==== Material for this exercise ====

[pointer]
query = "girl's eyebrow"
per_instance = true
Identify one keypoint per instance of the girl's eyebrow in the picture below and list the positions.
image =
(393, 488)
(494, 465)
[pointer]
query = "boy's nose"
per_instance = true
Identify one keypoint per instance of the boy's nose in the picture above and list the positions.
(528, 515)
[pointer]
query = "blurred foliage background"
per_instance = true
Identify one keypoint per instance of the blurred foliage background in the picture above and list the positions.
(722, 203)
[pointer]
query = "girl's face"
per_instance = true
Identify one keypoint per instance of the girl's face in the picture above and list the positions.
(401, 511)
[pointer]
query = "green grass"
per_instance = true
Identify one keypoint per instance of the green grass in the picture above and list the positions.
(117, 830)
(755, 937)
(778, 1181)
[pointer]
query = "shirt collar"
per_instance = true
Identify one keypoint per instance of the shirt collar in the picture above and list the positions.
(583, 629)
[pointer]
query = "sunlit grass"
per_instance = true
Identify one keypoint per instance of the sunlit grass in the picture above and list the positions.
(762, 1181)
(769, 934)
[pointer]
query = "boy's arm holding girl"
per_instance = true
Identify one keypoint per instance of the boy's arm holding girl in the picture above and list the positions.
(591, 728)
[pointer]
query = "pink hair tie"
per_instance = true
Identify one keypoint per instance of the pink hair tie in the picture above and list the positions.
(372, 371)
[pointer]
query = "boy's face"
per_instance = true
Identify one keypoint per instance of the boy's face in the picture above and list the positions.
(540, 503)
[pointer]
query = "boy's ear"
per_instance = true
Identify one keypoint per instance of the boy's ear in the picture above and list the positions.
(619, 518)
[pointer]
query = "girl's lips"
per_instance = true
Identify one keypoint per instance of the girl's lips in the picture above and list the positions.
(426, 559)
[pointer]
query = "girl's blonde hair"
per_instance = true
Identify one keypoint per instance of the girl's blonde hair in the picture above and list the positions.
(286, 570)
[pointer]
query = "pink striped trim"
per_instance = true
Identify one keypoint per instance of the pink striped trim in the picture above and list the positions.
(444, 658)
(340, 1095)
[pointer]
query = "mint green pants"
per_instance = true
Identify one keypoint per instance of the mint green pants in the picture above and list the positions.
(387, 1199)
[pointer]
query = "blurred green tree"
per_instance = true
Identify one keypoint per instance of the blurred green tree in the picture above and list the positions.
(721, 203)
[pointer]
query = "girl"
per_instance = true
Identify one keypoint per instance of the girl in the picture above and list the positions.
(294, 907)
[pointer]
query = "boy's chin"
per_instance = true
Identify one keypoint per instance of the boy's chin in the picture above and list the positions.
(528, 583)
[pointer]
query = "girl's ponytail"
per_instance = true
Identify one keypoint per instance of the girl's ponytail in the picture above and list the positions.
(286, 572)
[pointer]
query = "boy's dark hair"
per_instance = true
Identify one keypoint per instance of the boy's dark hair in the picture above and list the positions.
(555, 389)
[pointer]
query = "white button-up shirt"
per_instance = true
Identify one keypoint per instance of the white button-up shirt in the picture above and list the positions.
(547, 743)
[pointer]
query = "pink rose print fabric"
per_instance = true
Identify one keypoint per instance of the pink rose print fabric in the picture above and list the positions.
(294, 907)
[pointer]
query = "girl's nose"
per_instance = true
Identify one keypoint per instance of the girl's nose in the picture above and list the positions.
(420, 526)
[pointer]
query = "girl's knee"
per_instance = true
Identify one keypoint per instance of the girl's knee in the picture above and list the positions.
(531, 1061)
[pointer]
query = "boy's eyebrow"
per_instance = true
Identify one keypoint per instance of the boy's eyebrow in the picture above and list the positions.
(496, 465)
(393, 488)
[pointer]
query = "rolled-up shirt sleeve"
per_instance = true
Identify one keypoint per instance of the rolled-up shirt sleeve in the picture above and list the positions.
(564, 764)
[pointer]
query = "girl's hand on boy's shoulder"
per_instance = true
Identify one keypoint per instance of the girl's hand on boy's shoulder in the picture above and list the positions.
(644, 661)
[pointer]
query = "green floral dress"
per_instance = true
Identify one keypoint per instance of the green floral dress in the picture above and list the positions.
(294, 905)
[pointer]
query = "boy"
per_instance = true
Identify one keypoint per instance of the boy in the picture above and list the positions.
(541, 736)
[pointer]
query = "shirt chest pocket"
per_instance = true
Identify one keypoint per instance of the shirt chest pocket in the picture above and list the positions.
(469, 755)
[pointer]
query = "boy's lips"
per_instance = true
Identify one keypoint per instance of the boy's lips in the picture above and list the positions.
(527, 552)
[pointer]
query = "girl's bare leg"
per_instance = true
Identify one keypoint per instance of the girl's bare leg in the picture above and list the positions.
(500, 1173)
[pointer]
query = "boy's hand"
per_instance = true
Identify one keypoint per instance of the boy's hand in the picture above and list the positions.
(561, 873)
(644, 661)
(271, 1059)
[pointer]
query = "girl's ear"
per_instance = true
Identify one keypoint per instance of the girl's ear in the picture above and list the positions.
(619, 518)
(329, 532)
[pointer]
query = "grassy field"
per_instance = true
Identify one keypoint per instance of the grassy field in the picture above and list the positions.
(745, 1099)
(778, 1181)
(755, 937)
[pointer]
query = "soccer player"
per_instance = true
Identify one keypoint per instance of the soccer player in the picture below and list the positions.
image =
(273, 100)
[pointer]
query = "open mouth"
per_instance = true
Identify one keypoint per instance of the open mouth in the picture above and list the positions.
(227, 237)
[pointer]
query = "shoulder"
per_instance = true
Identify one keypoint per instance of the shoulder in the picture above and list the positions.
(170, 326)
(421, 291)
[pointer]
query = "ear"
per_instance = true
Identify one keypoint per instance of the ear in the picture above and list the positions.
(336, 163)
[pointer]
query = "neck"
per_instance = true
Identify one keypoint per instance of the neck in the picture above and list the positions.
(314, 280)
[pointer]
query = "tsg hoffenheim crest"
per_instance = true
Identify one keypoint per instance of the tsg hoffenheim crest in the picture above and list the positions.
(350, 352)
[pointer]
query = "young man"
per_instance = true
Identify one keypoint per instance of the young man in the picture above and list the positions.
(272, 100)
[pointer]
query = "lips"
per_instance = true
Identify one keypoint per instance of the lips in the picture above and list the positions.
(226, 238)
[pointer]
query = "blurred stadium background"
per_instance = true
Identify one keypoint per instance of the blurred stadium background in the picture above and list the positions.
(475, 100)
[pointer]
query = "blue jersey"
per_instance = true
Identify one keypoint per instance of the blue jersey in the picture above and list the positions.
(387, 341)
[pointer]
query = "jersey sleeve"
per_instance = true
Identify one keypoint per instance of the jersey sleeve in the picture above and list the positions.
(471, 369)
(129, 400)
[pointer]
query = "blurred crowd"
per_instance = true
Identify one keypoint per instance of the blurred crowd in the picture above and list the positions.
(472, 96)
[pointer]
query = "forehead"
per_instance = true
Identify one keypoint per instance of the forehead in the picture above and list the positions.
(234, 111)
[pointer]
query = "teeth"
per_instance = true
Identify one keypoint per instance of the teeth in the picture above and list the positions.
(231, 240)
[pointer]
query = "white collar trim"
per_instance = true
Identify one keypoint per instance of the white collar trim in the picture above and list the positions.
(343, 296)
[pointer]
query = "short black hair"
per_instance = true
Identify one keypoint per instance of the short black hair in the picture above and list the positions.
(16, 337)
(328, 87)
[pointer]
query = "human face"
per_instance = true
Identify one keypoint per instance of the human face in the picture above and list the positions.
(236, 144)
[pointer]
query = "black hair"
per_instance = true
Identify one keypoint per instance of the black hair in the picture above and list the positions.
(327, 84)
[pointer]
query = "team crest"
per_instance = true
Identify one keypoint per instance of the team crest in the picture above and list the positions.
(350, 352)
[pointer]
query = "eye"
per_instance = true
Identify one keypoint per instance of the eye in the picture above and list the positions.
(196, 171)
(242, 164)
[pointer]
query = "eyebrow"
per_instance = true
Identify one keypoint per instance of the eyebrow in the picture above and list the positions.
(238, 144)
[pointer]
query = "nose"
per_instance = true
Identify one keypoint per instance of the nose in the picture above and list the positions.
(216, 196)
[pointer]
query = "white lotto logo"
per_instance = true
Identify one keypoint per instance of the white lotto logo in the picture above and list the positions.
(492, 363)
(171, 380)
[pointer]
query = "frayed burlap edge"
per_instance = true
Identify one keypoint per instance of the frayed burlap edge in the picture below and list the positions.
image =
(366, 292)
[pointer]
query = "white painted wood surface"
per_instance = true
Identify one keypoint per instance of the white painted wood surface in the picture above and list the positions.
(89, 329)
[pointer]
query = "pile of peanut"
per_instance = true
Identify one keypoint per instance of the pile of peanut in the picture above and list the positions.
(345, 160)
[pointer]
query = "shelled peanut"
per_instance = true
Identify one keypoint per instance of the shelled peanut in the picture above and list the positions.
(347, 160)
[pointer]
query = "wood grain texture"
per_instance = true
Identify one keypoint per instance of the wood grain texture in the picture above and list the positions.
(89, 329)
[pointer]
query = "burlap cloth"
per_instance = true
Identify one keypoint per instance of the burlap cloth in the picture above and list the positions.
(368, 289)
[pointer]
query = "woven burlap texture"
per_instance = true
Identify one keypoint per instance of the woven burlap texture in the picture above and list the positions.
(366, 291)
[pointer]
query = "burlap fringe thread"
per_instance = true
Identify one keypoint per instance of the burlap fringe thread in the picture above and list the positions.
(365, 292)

====

#### Exercise instructions
Count the lines in the records above that contain the string "soccer". Reply with the number only.

#### Written answer
2